Coordinate labeling data
## start
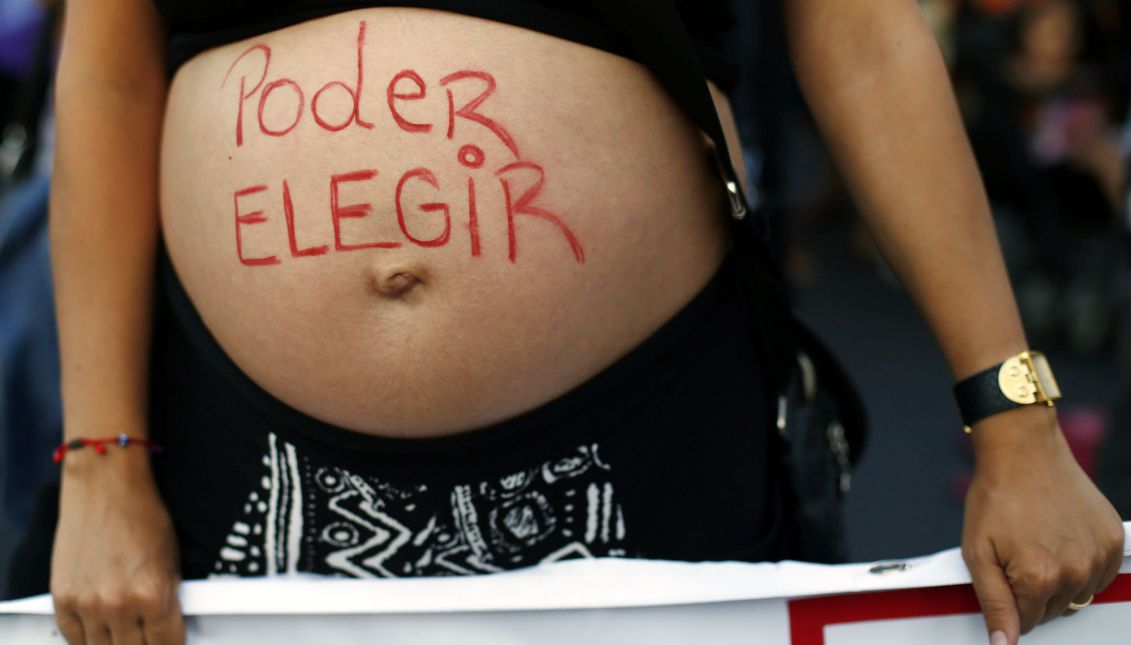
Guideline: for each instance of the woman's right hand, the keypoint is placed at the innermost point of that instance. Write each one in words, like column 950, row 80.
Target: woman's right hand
column 114, row 568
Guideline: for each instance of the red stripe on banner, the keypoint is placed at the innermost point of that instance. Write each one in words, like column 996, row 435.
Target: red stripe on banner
column 810, row 616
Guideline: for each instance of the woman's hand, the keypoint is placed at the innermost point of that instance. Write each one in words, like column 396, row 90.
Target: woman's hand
column 1038, row 534
column 114, row 568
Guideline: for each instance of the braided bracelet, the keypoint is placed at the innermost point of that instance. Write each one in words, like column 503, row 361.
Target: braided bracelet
column 100, row 445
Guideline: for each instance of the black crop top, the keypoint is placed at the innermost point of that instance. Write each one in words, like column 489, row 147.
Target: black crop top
column 193, row 26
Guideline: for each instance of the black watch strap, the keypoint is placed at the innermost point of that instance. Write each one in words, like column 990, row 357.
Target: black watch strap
column 1024, row 379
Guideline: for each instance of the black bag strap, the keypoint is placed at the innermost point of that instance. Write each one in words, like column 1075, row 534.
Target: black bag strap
column 655, row 33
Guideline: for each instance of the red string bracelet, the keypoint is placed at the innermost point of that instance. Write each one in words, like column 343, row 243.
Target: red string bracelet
column 100, row 445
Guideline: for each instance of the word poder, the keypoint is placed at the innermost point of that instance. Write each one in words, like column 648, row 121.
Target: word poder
column 519, row 180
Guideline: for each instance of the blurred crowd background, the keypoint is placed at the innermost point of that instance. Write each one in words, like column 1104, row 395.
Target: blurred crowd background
column 1044, row 87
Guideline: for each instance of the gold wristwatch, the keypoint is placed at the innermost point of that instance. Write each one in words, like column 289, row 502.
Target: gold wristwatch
column 1024, row 379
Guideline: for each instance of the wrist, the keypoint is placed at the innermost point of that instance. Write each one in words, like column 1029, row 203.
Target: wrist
column 130, row 463
column 1013, row 433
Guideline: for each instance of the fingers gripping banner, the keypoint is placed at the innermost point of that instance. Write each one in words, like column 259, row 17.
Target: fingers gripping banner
column 927, row 601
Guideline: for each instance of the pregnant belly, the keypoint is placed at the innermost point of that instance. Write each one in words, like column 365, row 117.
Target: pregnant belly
column 415, row 223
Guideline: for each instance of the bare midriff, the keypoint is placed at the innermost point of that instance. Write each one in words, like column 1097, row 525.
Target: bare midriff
column 413, row 223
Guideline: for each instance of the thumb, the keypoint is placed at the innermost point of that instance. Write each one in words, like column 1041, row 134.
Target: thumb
column 999, row 607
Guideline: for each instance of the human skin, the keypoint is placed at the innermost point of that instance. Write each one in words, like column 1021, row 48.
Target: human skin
column 1037, row 534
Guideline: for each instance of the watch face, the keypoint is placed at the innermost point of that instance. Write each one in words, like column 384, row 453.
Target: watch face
column 1018, row 380
column 1027, row 378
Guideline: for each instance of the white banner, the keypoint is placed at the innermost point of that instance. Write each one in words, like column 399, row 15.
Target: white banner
column 925, row 601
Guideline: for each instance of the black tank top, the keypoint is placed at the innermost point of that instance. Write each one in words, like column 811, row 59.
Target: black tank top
column 193, row 26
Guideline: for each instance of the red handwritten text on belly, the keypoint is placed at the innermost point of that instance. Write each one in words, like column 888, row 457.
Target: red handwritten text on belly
column 424, row 211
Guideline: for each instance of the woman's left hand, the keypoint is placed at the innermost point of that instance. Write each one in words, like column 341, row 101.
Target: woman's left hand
column 1038, row 534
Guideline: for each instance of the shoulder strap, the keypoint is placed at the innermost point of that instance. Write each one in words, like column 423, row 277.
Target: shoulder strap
column 655, row 33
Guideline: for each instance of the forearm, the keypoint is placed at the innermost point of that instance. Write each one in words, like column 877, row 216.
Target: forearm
column 103, row 229
column 878, row 87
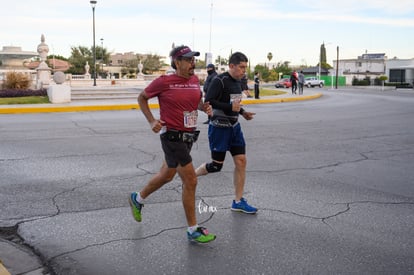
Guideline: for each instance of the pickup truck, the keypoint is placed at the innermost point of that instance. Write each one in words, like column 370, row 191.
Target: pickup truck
column 314, row 81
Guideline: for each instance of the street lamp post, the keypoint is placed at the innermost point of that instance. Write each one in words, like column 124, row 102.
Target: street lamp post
column 93, row 3
column 102, row 55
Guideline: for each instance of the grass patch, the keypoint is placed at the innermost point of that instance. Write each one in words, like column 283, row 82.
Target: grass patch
column 24, row 100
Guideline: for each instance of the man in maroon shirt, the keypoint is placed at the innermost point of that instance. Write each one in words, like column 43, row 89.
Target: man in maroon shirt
column 179, row 97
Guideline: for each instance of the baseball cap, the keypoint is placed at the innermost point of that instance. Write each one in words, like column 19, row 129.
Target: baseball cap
column 185, row 52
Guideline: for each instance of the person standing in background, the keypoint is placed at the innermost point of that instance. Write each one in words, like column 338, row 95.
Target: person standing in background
column 294, row 81
column 256, row 85
column 245, row 87
column 301, row 81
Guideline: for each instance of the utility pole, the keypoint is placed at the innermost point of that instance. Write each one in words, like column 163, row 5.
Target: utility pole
column 337, row 63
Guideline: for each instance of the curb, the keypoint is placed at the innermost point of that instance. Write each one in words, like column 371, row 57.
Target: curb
column 118, row 107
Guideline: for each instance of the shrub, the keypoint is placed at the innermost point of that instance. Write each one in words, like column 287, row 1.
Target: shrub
column 21, row 93
column 16, row 80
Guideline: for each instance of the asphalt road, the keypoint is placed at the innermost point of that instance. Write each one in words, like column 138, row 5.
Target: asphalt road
column 332, row 177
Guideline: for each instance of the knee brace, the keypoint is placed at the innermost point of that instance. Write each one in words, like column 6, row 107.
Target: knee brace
column 214, row 167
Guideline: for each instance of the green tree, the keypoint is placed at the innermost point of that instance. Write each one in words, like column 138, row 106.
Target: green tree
column 324, row 64
column 78, row 58
column 269, row 56
column 81, row 54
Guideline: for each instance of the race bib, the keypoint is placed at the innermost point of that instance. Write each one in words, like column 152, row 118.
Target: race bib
column 190, row 119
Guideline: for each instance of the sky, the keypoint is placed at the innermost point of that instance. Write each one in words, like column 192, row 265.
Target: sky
column 291, row 30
## end
**Exercise**
Take the line that contains "Guideline: for each instance of the green" and every line after it through the end of the listing above, and repeat them exactly.

**Result of this exercise**
Guideline: for each instance of the green tree, the keypoint is placed at the innermost point of that instance. Write each one in words, like column 138, row 106.
Target: green tree
column 324, row 64
column 78, row 58
column 269, row 56
column 81, row 54
Guideline: for each instance of the race bib, the keypoint is placed at the innermost point of that instance. Write each one in words, like column 152, row 118.
Target: race bib
column 190, row 119
Guideline: for each instance of the sky, the keypoint is placed at the innermost point of that instance. Write each one in words, like column 192, row 265.
Target: sky
column 291, row 30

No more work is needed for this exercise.